Standards body calls for overhaul of professional regulation

Health and social care regulators in the UK are outdated and should be redesigned so they support people to improve standards and services, according to a highly critical report.


CSP chief executive Karen Middleton has stated that regulation must be proportionate and responsive to change

The document, Rethinking regulation, was published on 6 August by the Professional Standards Authority for Health and Social Care. It argues that professional regulation has evolved in a ‘piecemeal fashion’ over more than 150 years.

Health and social care has changed, along with public expectations of the institutions and people who deliver care, says the authority, which oversees the Health and Care Professions Council and eight other statutory bodies.

It recognises the significance of further changes in professional roles and boundaries, new technologies and innovative treatments, and a shift to care delivered in the community or at home. And it says current structures of professional regulation are out-moded and based largely on a model of self-regulation by doctors.

Promoting success

According to the report there had been a ‘proliferation’ of regulatory organisations, which inevitably impedes the pace of change and improvement across the sector, as well as creating operational inefficiency and unnecessary expense.

The document says that fitness to practise allegations are made against a small percentage of the total number of registrants, while the continuing instances of harm to patients and the public as a result of unprofessional conduct is of great concern.

**YOUR ASSIGNMENT:** Continue the report on professional regulation from where it stops.

**DATA EXCERPTS:**
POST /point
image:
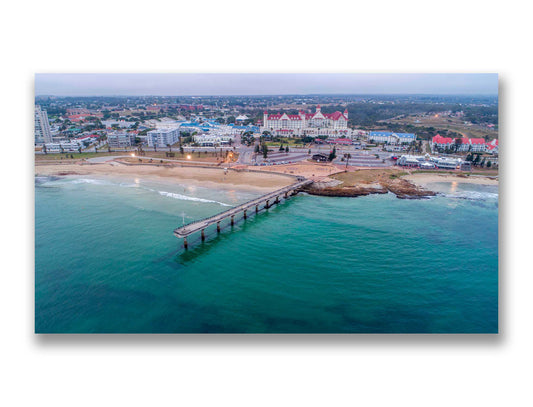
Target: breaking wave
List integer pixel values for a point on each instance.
(189, 198)
(473, 195)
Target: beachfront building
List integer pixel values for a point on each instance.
(163, 137)
(447, 163)
(42, 126)
(465, 144)
(492, 146)
(117, 123)
(389, 138)
(410, 161)
(442, 143)
(212, 140)
(63, 147)
(307, 124)
(119, 139)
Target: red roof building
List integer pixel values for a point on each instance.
(317, 123)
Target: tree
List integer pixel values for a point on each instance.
(348, 156)
(333, 154)
(458, 143)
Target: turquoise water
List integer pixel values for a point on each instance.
(106, 261)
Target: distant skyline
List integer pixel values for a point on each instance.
(220, 84)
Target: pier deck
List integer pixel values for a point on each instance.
(200, 225)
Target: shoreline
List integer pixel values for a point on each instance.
(424, 180)
(214, 178)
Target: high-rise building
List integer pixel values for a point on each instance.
(163, 137)
(310, 124)
(42, 126)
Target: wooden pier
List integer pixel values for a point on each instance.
(267, 200)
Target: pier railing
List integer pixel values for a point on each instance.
(201, 224)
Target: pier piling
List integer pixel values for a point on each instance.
(200, 225)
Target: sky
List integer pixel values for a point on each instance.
(204, 84)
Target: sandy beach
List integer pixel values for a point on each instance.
(206, 177)
(424, 180)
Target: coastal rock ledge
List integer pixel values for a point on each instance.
(403, 189)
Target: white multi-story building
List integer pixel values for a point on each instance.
(42, 126)
(307, 124)
(391, 138)
(120, 139)
(210, 140)
(63, 146)
(163, 137)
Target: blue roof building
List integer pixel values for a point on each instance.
(391, 138)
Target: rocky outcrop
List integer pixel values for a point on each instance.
(401, 188)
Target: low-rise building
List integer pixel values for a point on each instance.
(211, 140)
(63, 146)
(391, 138)
(120, 139)
(163, 137)
(439, 142)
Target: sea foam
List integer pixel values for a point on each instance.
(189, 198)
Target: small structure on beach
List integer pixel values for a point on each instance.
(320, 157)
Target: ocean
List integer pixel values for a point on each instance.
(106, 261)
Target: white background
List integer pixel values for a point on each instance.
(268, 36)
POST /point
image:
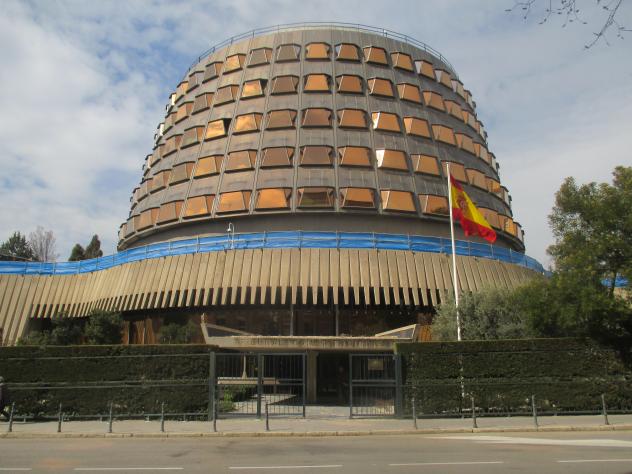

**YOUR RESPONSE:**
It calls for a new regulatory system which seeks to understand what motivates individuals, teams and organisations to succeed, and does not attempt to ‘frighten them to resentful compliance’.

Protecting the public

Karen Middleton, the CSP chief executive, said: ‘Regulation – whether of the healthcare system or the professions – must be proportionate and responsive to change.

‘Crucially, though, it must never be forgotten that it is there to protect the public and we must take great care not to throw the baby out with the bathwater.’

Sally Gosling, the CSP’s assistant director of practice and development, said the paper raised some interesting issues about the future of regulation. She said it reflected recommendations in the Francis report and the Law Commission review of the regulation of health and social care professionals.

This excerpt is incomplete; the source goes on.